• [Brano fornito]

Ma quando le parole diventeranno “parola”? si domandava Martin Heidegger.

Anche per Eraclito è sapienza quella solo di colui che, oltre a dire “cose vere”, pure le fa e aveva parlato di un vero e che si fa e che si dice (B 112: alêthéa léghein kaì poieîn ):

Quando l’Uomo potrà farsi pastore dell’Essere?

Heidegger parla dell’Essere che si è allontanato dall’uomo attuale, di oblio dell’essere. In tal modo si avvierebbe il destino dell’Occidente, dall’età della Grecia classica, allorché non si riesce più a intendere che cosa sia alétheia, la verità, e si confonde l’essere con il mero oggetto pratico o la cosa. Heidegger non attribuisce l’avvenimento a una svolta in potere dell’uomo, bensì la pensa come un’eclissi dell’essere che si ritira fuori della vista umana. Eppure l’uomo non è estraneo a quel che accade.

Se l’essere si è allontanato dall’uomo attuale, c’era tuttavia un uomo al quale era vicino, come Abramo nel campo di Mamre con i due angeli ( Genesi 18). Le tradizioni ci parlano di popoli che siedono e mangiano con gli dei, ai confini del mondo:gli Etiopi ( Iliade I, 423-57), i Feaci ( Odissea VII, 201-3), gli eroi.

All’essere che si fa vedere – o intravvedere come fondo non esaurito nelle cose determinate – deve corrispondere un uomo che si protende e dispone.

L’uomo che non vive più nella dimensione simbolica, sempre memore dell’altra parte del symbolon (la tessera a ricordo di un legame indissolubile di cui si tiene solo una parte nella speranza e nell’attesa del ricongiungimento con il possessore dell’altra) ma schiacciato in un’unica dimensione, perde la possibilità creativa e trasformativa propria dell’uomo e si ammala. Molte delle patologie di cui si lamenta l’uomo di oggi sono dovute ad un sentirsi schiacciato da una realtà ad una sola dimensione, orizzontale, sì che egli si sente irrimediabilmente dannato, avendo perso anche “la speranza dell’altezza”.

Riteniamo dunque alquanto significativi tutti i tentativi di ricordare all’uomo che egli comunque vive in un universo di simboli e che il suo sguardo nei confronti della realtà deve dunque essere tridimensionale.

• [Quesito] Come viene definito il symbolon nel brano su Heidegger e l'oblio dell'essere? Il materiale non serve a nulla qui.

Voci di dati raccolte
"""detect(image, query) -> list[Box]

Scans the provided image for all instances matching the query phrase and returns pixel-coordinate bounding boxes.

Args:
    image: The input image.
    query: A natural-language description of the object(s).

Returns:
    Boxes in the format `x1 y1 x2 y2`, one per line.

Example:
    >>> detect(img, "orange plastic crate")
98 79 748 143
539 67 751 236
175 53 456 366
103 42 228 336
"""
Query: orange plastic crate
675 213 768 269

• [Risposta] È la tessera a ricordo di un legame indissolubile, di cui si tiene solo una parte nella speranza e nell'attesa del ricongiungimento con il possessore dell'altra.